BEGIN TEXT FOR ANALYSIS

Meta (the owners of Facebook) have outlined plans to encrypt all Facebook Messenger conversations by default next year. This has not gone down well with some governments around the world, including the UK. In this analysis blog, we take a look at some of the challenges in this highly complex issue.
There's a few high profile examples on this theme at the moment. To cover the specific case here first, Meta plan to encrypt all Messenger conversations on Facebook so that only the devices at either end of that conversation can read them. While the conversation data is stored on Meta's servers, it's stored in a way that makes it impossible for someone without the decryption key to read. Only the devices at either end have that key, so Meta (or other 3rd parties, including governments) cannot read those messages even if they wanted to. This is how other messaging platforms (including the Meta-owned WhatsApp) already work.
So what's the problem? Well, according to the UK home secretary, doing this would be a “grotesque betrayal” if the company didn’t consider issues of child safety while introducing E2EE. In other words, it will make it much harder for authorities to catch anyone using this plaform for the dissemination of of child sexual abuse material (CSAM), as their messages will now be unreadable to those authorities.

END TEXT FOR ANALYSIS
BEGIN RAW DATA

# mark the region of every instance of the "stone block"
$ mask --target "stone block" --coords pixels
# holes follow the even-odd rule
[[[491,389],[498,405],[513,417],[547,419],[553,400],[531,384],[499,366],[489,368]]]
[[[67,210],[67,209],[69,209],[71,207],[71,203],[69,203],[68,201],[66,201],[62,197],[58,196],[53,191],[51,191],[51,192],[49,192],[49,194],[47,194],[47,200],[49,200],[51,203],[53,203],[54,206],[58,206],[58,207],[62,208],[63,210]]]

END RAW DATA

* **PROBLEM 1**
From the blog post on Messenger encryption, copy the passage from "Meta (the owners" to "highly complex issue.".
* **PROBLEM 2**
In the blog post on Messenger encryption, what phrase does the UK home secretary use for encrypting Messenger without considering child safety?
* **PROBLEM 3**
Continue the blog post on Messenger encryption, starting after its last sentence.

* **TASK RESPONSE 1**
Meta (the owners of Facebook) have outlined plans to encrypt all Facebook Messenger conversations by default next year. This has not gone down well with some governments around the world, including the UK. In this analysis blog, we take a look at some of the challenges in this highly complex issue.

* **TASK RESPONSE 2**
A "grotesque betrayal."

* **TASK RESPONSE 3**
Clearly the solution then is to design some sort of back door into the encryption then so that trusted entities can gain access to the data in exceptional circumstances, right? Unfortunately, this isn't really an option. Encryption is either total, or effectively useless. If there's a way for a 3rd party you trust to access it, then there's a way for a 3rd party you don't trust to access it.
The potential to share clearly harmful and illegal content as mentioned above is often cited as the reason not to increase privacy for the average end user. Certainly, were it just cases like this and other very obvious issues like terrorism that were in question here, there would be no discussion to be had. Everyone would agree that if there were a way to somehow flag just those things and alert the authorities, that should be done.
However, the question here becomes where is the line drawn, and who has the authority to search your messages? The examples above are clear cut. However, there's plenty of authoritarian regimes around the world that would persecute people discussing all sorts of things that most of the world would disagree with them on. Who gets to decide which keywords, images and videos local authorities are allowed to scan for if they have access to your messages?
Even when measures are put in place to automatically scan for clearly objectionable material, things are not as simple as those introducing these protections make it sound. A year ago, we wrote another blog relating to Apple's plans to start proactively scanning users' phones for CSAM images. The plan was actually put on ice shortly after for some of the reasons touched on in that article.
While these sorts protections seem fine in theory, real life is often more nuanced than an algorithm can handle, as was demonstrated recently.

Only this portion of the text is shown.